** BEGIN Provided passage **
Saturday, October 31, 2009

Aspects-as-Skills FATE

I know this has been done by others, but I've had this kicking around for a while and figured it was worth posting in case anyone else is interested in it. It's in a pretty rough state, so forgive it its roughness.

Most of the system is the same as standard FATE (or my take on it, anyway), with a few differences.

A character's skills, personality, weaknesses, and etc. are represented by his aspects. Each character has 10 aspects, rated between 2 and 5: four at 2, three at 3, two at 4, and one at 5. The higher the rating, the better the aspect.

When you use an aspect, you roll a number of six-sided dice equal to its rating. This use of an aspect is called tagging. Every die that comes up even is a point. You'll always be rolling against a target number, either a static one determined by the GM or another character's point total from an aspect roll. Every point you score in excess of your target number is a shift.

The first aspect you tag in an exchange -- your primary aspect -- is called your lead, or your leading aspect. After rolling your lead, you can supplement it by spending a Fate Point and tagging an additional aspect. This additional aspect is called a twist. Add any points gained from twists to the points gained from your lead. You can keep adding twists as long as you have aspects to tag and Fate Points to pay for them. A twist always costs a Fate Point, even if the aspect being tagged hasn't been used in the scene yet. Any aspect can be a lead, including scene aspects or another character's aspects or consequences (but not your own consequences).

For example, Christian is in a duel with his brother Henri. For his lead, his player chooses Christian's Good-rated aspect "Rivalry with Henri," and rolls 4d6. This only gives him 2 points, so the player decides to spend a Fate Point to tag "Finely Crafted Rapier" for another 2d6.

All aspects start off open in a scene, or able to be used at no cost. Once you use an aspect in an scene, it becomes locked. Locked aspects require a Fate Point to unlock, or use again in a scene. Each aspect can only be used once per exchange.

If all of a twist's dice yield points, an aspect of the roller's choice is unlocked. This could be a personal aspect, a scene aspect, or even another character's personal aspect. It could also be a consequence, if we're being liberal with the definition of "aspect." And we are!

Aspects can be compelled, as per usual in FATE.
** END Provided passage **
Challenge:
Reproduce word for word the portion of the Aspects-as-Skills FATE post above, starting at "I know this" and ending at "it its roughness.".
** BEGIN Data shown **
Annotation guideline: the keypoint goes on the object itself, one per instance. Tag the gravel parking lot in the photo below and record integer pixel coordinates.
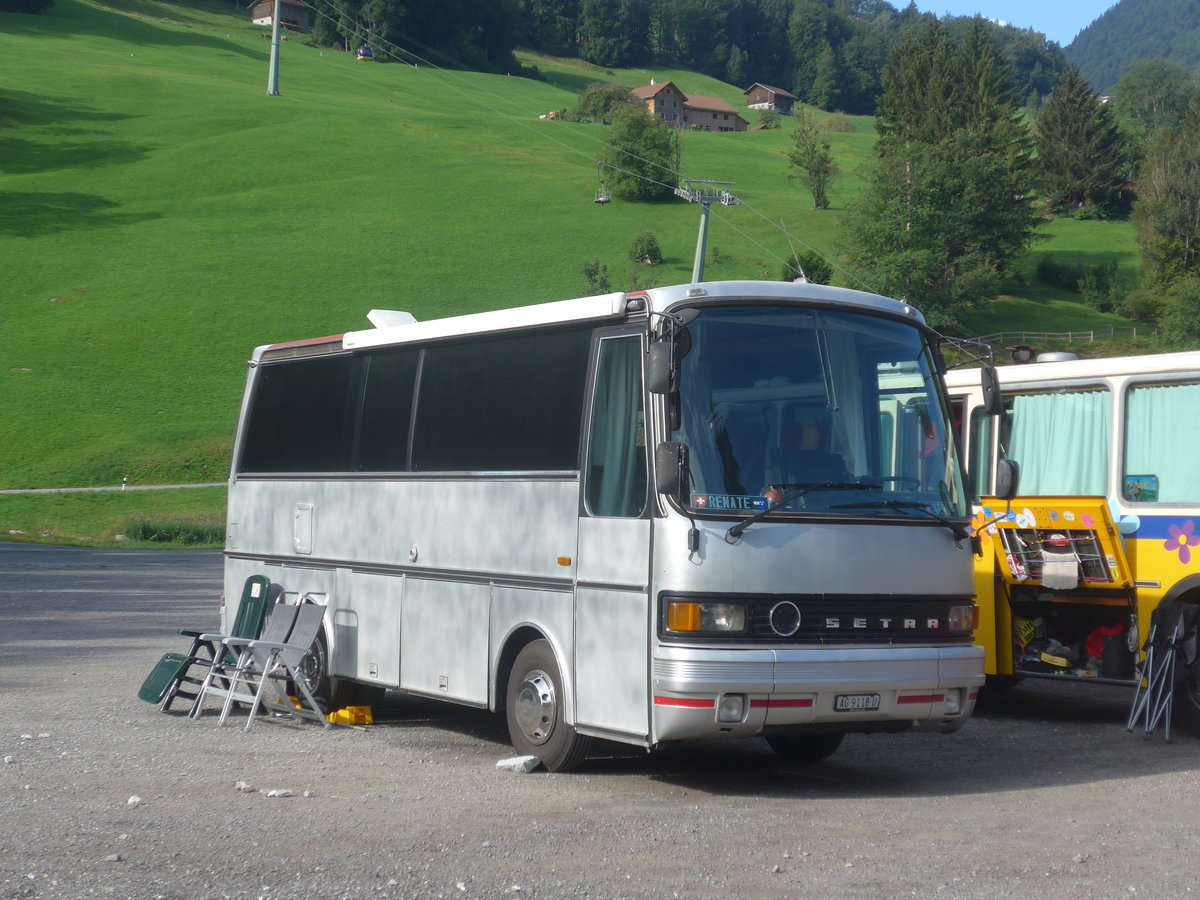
(1043, 793)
** END Data shown **
Output below:
I know this has been done by others, but I've had this kicking around for a while and figured it was worth posting in case anyone else is interested in it. It's in a pretty rough state, so forgive it its roughness.